Problem to solve :: Work out how many lines of the data below hold the string "rough". Answer with that number alone.

Information provided ::
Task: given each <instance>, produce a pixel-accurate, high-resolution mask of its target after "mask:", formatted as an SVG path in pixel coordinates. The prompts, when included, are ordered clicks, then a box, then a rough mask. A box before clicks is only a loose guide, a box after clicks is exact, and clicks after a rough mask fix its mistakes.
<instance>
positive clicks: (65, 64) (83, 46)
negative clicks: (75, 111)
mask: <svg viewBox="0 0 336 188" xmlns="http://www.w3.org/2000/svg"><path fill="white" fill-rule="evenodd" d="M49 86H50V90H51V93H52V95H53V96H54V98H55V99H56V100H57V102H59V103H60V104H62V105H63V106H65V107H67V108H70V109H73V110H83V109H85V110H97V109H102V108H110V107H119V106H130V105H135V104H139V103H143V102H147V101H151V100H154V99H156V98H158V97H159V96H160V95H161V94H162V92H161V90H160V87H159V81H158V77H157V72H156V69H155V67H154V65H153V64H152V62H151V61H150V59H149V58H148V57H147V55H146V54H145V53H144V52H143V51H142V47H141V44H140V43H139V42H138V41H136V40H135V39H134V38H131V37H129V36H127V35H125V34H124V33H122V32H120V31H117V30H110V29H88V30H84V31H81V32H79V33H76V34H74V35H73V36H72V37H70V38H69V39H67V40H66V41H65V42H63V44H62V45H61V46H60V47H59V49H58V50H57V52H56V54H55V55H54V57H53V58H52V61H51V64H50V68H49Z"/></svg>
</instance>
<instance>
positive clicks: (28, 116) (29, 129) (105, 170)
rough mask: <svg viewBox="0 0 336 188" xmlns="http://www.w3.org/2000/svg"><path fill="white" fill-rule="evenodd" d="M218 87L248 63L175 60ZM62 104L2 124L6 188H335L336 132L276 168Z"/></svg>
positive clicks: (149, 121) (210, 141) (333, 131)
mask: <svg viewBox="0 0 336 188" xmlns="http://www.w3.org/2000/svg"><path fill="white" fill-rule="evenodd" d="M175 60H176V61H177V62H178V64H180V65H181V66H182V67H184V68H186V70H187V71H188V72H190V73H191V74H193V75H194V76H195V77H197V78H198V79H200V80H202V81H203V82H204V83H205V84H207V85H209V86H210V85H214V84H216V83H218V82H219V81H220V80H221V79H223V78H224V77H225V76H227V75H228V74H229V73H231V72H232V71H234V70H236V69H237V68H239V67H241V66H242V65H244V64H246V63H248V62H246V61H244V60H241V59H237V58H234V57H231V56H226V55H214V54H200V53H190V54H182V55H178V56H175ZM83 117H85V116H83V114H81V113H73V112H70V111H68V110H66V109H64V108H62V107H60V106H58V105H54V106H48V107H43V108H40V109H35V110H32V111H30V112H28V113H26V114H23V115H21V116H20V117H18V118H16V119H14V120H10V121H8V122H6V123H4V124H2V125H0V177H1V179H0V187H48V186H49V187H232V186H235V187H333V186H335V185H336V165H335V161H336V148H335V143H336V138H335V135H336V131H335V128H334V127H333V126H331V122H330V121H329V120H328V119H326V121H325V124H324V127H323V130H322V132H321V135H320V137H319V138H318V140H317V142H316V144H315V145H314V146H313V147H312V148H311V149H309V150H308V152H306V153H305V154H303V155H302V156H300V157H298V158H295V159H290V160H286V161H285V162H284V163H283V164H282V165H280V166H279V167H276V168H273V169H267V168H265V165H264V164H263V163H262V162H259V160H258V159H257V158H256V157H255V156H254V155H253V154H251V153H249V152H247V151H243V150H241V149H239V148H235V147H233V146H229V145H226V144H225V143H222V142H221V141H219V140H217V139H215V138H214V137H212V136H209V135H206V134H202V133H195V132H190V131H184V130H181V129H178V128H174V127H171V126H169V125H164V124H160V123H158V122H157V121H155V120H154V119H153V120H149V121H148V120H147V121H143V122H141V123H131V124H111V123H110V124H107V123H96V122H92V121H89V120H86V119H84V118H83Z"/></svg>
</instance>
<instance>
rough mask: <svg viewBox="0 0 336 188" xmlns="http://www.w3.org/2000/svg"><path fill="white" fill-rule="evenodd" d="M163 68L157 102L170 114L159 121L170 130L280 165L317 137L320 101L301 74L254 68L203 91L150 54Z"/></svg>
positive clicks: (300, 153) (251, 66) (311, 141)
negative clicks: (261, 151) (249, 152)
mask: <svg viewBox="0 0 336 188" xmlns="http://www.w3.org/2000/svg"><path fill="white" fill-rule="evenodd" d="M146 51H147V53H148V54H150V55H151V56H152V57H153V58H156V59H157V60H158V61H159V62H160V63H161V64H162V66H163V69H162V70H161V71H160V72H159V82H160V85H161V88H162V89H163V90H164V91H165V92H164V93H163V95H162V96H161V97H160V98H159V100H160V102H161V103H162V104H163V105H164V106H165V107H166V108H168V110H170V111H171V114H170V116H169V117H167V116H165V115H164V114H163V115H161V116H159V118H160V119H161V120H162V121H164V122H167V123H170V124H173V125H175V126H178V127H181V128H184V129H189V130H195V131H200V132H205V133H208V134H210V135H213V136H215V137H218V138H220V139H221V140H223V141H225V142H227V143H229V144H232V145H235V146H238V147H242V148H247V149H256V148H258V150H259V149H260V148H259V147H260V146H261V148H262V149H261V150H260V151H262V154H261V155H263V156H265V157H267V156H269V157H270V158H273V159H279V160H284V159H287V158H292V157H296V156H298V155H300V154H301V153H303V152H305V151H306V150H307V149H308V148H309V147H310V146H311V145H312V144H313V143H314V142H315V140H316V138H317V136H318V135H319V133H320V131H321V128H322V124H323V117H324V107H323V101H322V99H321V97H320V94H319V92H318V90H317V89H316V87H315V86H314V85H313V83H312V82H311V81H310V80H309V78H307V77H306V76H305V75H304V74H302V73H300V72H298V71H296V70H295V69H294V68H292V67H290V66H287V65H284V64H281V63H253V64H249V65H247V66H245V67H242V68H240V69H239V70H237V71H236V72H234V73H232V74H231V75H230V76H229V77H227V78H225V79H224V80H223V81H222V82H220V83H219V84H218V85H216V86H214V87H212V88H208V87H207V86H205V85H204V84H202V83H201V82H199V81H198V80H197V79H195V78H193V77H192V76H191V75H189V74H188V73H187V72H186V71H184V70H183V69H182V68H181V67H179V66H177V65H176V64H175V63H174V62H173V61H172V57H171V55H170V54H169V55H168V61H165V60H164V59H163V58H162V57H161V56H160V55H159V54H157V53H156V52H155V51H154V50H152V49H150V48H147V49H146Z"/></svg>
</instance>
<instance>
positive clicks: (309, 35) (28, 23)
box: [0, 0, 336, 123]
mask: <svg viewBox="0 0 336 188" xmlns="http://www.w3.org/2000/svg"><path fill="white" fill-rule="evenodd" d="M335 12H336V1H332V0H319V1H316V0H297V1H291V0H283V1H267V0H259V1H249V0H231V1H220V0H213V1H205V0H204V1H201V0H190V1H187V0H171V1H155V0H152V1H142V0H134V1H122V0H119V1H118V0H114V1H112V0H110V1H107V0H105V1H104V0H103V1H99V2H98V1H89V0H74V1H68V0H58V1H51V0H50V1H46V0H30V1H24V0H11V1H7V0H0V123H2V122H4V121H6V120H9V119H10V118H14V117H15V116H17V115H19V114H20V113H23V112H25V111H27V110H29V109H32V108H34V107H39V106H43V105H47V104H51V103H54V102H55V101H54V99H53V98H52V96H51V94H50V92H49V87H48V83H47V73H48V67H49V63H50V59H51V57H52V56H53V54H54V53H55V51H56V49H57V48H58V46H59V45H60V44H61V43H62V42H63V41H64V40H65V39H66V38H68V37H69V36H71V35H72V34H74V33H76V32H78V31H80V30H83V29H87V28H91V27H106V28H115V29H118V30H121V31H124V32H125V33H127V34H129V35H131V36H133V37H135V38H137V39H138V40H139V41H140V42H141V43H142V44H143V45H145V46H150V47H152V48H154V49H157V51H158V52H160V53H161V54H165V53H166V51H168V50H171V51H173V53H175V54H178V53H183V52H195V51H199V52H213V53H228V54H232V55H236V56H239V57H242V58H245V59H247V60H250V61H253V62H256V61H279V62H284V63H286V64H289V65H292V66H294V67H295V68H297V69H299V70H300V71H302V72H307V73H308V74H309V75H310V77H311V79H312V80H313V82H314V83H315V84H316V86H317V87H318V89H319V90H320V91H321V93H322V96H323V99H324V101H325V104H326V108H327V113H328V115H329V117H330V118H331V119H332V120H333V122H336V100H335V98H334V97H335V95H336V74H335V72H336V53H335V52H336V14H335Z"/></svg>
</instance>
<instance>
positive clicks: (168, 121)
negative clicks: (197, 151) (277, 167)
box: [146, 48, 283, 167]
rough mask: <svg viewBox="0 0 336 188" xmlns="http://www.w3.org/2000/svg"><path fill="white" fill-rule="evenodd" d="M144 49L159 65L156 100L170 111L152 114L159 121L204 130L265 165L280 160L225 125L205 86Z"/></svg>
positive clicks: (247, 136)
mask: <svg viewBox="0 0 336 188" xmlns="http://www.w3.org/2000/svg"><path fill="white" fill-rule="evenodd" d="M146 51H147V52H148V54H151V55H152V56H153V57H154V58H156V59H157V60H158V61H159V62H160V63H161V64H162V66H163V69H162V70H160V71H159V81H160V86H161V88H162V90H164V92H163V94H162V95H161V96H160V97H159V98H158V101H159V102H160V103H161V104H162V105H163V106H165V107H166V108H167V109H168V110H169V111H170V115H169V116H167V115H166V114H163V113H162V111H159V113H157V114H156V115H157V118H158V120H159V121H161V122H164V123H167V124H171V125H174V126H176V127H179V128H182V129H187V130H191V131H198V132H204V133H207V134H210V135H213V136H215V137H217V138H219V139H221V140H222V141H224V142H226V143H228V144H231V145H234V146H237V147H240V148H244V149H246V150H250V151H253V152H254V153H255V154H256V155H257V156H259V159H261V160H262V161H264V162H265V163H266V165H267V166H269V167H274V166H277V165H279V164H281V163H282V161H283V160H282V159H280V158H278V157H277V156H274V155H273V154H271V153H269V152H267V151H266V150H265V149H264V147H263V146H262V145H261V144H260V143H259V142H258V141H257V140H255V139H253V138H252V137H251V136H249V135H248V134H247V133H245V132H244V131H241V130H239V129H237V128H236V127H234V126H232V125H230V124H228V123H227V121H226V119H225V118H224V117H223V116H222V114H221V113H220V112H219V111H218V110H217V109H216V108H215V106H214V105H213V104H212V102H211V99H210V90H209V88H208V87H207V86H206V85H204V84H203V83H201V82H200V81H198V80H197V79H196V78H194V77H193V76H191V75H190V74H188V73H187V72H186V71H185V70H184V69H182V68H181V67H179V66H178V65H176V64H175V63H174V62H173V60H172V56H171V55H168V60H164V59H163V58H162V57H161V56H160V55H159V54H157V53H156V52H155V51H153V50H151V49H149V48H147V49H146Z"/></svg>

Written solution :: 4